++++ STORED DATA
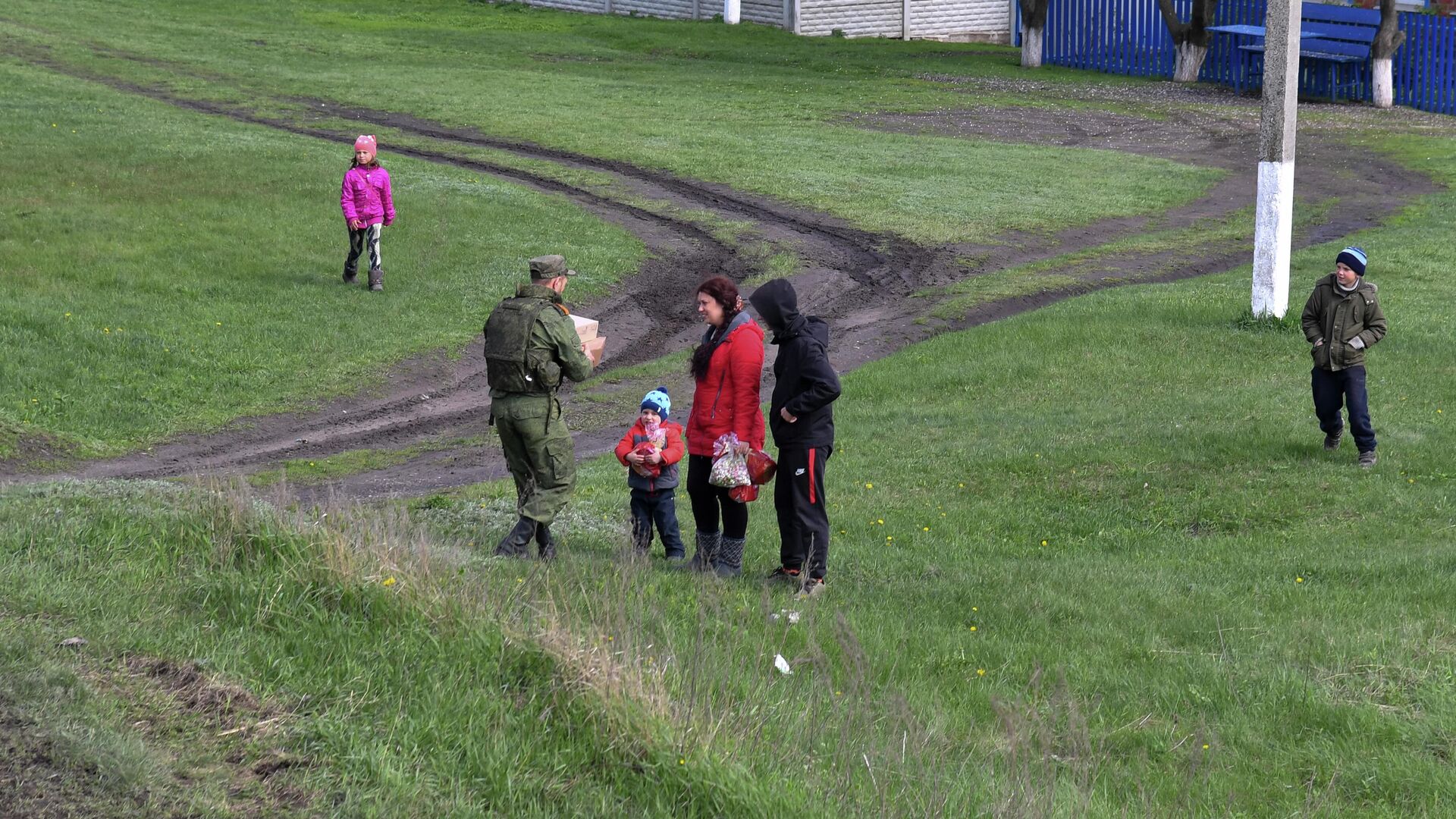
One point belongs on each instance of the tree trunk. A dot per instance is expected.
(1382, 53)
(1190, 38)
(1030, 47)
(1383, 86)
(1190, 61)
(1033, 22)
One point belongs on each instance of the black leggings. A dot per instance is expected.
(708, 500)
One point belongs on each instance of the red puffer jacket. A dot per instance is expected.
(727, 400)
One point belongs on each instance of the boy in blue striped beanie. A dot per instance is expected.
(1343, 319)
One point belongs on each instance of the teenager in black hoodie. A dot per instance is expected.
(801, 419)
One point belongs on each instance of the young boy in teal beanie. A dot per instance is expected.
(651, 450)
(1343, 319)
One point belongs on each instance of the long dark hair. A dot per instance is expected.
(723, 290)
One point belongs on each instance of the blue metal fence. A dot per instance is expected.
(1128, 37)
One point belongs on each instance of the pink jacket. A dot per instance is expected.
(366, 196)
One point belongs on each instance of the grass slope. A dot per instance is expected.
(406, 698)
(171, 271)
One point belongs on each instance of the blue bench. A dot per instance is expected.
(1335, 44)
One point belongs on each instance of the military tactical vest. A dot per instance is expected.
(510, 362)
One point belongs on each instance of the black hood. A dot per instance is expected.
(780, 308)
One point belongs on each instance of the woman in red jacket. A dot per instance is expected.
(728, 369)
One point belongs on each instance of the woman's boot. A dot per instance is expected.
(728, 561)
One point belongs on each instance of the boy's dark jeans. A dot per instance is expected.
(655, 509)
(1346, 387)
(799, 497)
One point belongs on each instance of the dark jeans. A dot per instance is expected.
(799, 499)
(1345, 387)
(710, 500)
(655, 509)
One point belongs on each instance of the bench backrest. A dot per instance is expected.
(1334, 47)
(1341, 30)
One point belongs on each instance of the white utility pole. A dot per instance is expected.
(1274, 205)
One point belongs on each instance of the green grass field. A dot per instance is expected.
(149, 240)
(1088, 561)
(1178, 601)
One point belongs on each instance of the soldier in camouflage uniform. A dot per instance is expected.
(530, 344)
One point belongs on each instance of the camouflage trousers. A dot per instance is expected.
(539, 453)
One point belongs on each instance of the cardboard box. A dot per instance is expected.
(585, 328)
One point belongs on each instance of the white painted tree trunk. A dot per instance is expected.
(1273, 229)
(1190, 61)
(1383, 91)
(1030, 49)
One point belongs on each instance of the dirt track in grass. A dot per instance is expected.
(871, 287)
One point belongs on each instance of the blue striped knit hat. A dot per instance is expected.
(658, 401)
(1353, 259)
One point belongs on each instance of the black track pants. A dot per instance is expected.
(799, 497)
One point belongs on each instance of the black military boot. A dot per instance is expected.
(517, 542)
(545, 544)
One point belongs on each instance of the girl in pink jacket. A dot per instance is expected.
(367, 207)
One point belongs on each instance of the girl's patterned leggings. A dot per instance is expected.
(359, 240)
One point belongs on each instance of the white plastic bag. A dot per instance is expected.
(730, 468)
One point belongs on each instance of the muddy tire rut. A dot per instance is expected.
(867, 284)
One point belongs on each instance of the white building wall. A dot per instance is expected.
(855, 18)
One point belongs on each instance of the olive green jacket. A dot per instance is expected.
(555, 334)
(1334, 318)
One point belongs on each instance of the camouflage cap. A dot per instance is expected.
(549, 267)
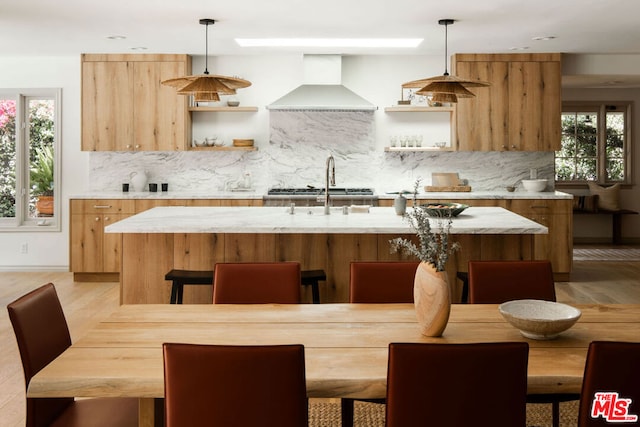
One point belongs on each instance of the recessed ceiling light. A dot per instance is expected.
(276, 42)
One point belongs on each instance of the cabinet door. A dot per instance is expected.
(160, 115)
(86, 243)
(111, 244)
(482, 122)
(534, 104)
(107, 108)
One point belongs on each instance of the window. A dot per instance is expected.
(595, 143)
(29, 166)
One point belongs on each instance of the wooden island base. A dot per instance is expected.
(146, 258)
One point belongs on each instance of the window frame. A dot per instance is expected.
(22, 221)
(600, 108)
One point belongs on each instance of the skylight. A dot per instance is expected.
(360, 42)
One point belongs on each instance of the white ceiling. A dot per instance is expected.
(63, 27)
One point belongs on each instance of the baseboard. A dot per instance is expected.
(604, 241)
(34, 268)
(96, 277)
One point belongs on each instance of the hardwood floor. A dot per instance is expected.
(86, 303)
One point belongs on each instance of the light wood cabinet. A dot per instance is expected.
(126, 108)
(91, 249)
(521, 109)
(96, 255)
(555, 214)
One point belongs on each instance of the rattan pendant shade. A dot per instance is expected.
(445, 88)
(207, 87)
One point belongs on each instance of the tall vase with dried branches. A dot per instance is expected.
(431, 293)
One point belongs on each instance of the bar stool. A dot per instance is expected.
(186, 277)
(311, 278)
(463, 276)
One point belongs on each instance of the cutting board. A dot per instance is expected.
(444, 179)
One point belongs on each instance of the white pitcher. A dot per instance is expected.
(138, 180)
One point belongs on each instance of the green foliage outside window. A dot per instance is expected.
(41, 142)
(589, 142)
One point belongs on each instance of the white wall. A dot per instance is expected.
(48, 250)
(377, 78)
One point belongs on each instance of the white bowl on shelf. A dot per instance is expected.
(534, 185)
(538, 319)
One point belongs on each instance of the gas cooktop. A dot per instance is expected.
(313, 191)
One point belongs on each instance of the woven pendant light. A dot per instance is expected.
(207, 87)
(445, 88)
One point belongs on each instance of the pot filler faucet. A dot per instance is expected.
(330, 180)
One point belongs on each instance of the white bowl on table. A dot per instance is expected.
(538, 319)
(534, 185)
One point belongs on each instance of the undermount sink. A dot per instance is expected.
(314, 210)
(333, 210)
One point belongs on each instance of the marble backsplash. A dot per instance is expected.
(296, 153)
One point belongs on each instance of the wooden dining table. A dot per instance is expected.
(346, 345)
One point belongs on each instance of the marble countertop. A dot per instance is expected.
(497, 195)
(259, 195)
(170, 195)
(379, 220)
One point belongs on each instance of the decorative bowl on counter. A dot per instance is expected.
(538, 319)
(534, 185)
(444, 210)
(243, 142)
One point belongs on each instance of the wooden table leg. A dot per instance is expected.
(146, 412)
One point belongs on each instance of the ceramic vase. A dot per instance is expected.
(138, 180)
(432, 299)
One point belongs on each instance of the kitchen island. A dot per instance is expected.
(160, 239)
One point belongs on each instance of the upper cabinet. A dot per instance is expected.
(126, 108)
(521, 109)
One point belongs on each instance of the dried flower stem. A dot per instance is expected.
(434, 247)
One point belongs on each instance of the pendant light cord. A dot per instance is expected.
(206, 49)
(446, 54)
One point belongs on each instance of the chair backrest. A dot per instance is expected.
(382, 281)
(611, 385)
(42, 334)
(457, 384)
(495, 282)
(234, 385)
(257, 283)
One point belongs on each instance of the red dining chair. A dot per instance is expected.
(257, 283)
(220, 385)
(42, 334)
(382, 281)
(480, 384)
(377, 282)
(611, 385)
(495, 282)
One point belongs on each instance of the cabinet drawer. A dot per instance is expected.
(99, 206)
(540, 206)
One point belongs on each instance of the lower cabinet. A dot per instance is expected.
(92, 250)
(96, 255)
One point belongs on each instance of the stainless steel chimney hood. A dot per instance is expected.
(323, 89)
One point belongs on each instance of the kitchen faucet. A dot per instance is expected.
(330, 180)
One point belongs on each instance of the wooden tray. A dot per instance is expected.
(455, 188)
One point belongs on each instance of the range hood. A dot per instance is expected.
(322, 89)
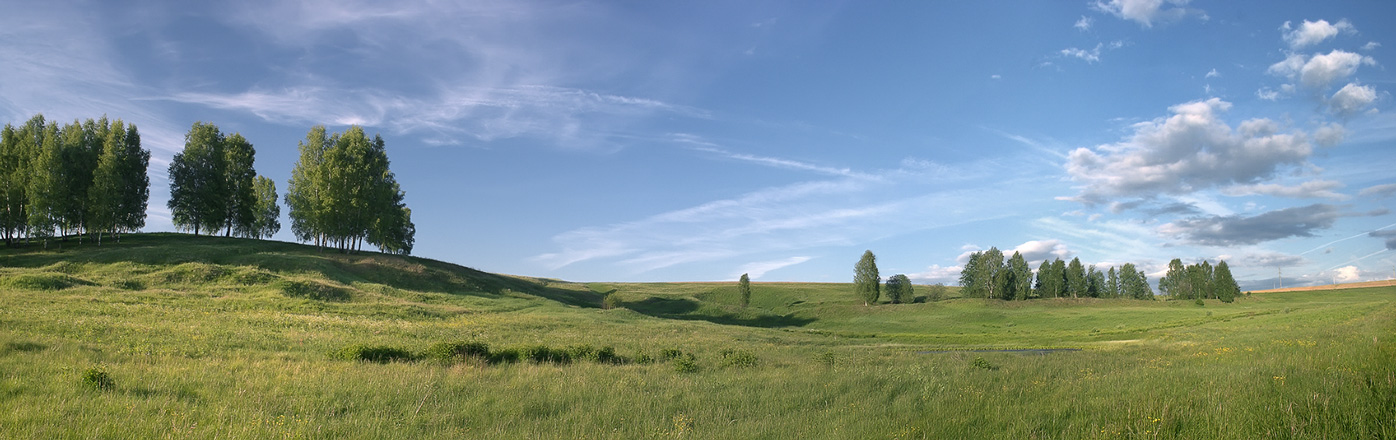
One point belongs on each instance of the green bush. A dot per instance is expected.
(450, 352)
(612, 301)
(380, 354)
(97, 379)
(508, 355)
(739, 358)
(982, 363)
(312, 291)
(686, 363)
(669, 354)
(543, 354)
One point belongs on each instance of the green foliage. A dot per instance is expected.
(380, 354)
(982, 363)
(739, 358)
(451, 352)
(342, 193)
(265, 211)
(866, 280)
(198, 187)
(744, 289)
(936, 291)
(98, 379)
(899, 289)
(312, 289)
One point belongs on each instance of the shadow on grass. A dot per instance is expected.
(693, 310)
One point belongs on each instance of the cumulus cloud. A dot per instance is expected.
(1319, 71)
(1236, 229)
(937, 274)
(1146, 13)
(1188, 151)
(1039, 250)
(1329, 134)
(1312, 32)
(1353, 99)
(1272, 260)
(1312, 189)
(1381, 190)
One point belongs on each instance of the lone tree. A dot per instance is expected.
(866, 281)
(899, 289)
(744, 288)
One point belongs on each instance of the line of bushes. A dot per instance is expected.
(480, 352)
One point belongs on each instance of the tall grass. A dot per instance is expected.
(197, 338)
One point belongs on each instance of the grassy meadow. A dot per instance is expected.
(180, 337)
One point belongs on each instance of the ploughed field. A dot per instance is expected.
(172, 335)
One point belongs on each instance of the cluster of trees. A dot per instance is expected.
(214, 186)
(987, 275)
(80, 179)
(867, 282)
(344, 194)
(1199, 281)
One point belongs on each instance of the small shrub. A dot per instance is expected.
(448, 352)
(983, 363)
(540, 354)
(312, 291)
(936, 291)
(607, 355)
(686, 363)
(129, 285)
(508, 355)
(739, 358)
(97, 379)
(380, 354)
(581, 352)
(612, 301)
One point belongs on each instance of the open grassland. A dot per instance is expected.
(176, 337)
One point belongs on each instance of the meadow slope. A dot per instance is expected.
(180, 337)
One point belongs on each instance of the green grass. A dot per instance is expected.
(168, 335)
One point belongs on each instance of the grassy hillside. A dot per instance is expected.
(168, 335)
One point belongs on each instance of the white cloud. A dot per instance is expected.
(1353, 99)
(1146, 13)
(760, 268)
(1037, 250)
(1188, 151)
(1329, 134)
(1347, 274)
(1312, 32)
(1379, 190)
(1321, 70)
(1312, 189)
(937, 274)
(1083, 23)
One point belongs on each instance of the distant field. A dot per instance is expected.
(1335, 287)
(177, 337)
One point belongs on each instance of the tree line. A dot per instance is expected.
(215, 187)
(987, 275)
(1199, 281)
(344, 194)
(78, 179)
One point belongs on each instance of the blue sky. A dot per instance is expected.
(701, 140)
++++++++
Everything before the line containing "One point belongs on each instance of the meadow" stays out. Write out that line and the rest of the entries exactly.

One point belongs on each instance of the meadow slope. A dot per instance is expected.
(180, 337)
One point belongs on each instance of the green grass. A dot per instance is expected.
(168, 335)
One point belongs on each instance of the grassy hillside. A dot per instance is expected.
(168, 335)
One point belongs on each instance of the white cloud. A dot per instance is expected.
(1353, 99)
(1146, 13)
(760, 268)
(1037, 250)
(1188, 151)
(1329, 134)
(1347, 274)
(1312, 32)
(1379, 190)
(1321, 70)
(1312, 189)
(937, 274)
(1083, 23)
One point belongs on each instance of the distant field. A dot per instance is expected.
(1335, 287)
(177, 337)
One point belongs on each instance of the tree line. A dot per instance is expected.
(215, 187)
(987, 275)
(1199, 281)
(344, 194)
(78, 179)
One point belongs on each instance of the blue sky. A dot per instance is expected.
(701, 140)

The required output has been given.